> _Aim of the exercise_: In the records from the first line through the line containing "target: small twig on grass", inclusive, replace "twig" with "branch". Reproduce only those lines, with nothing else altered.
## Start Excerpted data
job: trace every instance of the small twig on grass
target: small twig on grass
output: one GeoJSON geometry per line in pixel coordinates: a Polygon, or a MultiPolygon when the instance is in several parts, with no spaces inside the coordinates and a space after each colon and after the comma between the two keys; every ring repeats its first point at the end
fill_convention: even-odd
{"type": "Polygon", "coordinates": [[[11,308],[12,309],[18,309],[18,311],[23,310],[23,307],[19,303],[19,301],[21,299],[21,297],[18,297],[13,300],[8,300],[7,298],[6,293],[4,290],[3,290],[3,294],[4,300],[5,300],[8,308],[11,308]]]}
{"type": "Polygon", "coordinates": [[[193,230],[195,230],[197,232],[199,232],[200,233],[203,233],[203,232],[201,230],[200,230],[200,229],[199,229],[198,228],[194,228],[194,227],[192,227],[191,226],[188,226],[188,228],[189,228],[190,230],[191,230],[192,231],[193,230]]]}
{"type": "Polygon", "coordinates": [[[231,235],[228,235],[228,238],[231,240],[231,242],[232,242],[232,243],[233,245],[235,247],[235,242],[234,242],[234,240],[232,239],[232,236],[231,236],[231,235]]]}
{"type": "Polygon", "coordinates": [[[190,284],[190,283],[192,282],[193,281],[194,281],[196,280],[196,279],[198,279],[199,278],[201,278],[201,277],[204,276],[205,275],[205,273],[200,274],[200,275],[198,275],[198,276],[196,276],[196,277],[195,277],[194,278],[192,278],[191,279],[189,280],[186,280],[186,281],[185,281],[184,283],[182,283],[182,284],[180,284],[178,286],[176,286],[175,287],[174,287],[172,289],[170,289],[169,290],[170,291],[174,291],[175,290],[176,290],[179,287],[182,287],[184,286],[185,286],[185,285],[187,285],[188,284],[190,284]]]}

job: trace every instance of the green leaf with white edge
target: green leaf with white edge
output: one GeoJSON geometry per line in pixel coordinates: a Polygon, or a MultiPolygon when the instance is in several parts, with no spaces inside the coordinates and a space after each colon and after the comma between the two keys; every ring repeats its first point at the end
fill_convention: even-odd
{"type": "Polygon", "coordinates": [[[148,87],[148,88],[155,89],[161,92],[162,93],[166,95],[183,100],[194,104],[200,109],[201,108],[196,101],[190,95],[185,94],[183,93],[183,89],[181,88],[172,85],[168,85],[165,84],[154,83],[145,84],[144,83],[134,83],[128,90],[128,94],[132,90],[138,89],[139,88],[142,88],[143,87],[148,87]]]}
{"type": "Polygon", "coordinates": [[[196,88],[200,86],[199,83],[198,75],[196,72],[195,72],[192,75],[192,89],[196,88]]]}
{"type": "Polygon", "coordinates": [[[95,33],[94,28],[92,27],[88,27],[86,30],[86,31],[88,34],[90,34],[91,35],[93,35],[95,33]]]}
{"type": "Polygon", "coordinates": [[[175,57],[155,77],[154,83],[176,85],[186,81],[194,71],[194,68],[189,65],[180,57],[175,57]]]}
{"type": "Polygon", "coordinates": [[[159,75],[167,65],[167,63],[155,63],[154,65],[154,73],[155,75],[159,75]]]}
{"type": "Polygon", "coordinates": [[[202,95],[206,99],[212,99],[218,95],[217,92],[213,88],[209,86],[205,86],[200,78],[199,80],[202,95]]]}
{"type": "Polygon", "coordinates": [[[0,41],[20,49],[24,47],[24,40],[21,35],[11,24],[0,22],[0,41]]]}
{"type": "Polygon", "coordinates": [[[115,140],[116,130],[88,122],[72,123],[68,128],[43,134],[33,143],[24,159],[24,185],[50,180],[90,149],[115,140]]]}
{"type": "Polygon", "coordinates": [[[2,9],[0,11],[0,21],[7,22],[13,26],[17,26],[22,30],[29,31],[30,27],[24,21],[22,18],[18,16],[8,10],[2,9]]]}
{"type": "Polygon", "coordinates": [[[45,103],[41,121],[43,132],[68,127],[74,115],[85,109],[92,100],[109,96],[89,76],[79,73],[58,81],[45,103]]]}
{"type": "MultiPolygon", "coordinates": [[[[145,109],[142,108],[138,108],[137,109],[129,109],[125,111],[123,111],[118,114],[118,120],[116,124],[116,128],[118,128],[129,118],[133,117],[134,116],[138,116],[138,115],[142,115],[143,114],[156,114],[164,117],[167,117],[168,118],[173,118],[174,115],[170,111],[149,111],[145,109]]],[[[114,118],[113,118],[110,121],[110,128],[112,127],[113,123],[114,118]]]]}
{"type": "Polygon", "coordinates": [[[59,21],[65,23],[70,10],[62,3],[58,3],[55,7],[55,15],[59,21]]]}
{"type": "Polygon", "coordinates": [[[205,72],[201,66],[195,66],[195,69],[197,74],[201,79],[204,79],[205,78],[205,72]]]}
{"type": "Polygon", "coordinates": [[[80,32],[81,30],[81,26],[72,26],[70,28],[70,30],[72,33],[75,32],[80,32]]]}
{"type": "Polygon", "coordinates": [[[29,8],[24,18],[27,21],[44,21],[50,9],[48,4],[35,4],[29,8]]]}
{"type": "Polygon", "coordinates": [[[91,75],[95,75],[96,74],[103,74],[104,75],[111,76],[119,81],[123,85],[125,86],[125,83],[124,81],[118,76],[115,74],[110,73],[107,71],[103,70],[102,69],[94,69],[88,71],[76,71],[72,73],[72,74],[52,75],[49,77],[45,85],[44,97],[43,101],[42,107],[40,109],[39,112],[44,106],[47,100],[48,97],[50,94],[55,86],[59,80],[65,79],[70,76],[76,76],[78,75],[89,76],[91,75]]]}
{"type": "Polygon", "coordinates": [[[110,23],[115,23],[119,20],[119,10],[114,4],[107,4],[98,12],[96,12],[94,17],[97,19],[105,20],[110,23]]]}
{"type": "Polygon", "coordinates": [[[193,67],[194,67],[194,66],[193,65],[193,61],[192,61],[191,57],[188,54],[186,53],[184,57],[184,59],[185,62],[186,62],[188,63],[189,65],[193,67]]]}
## End Excerpted data
> _Result of the exercise_:
job: trace every instance of the small branch on grass
target: small branch on grass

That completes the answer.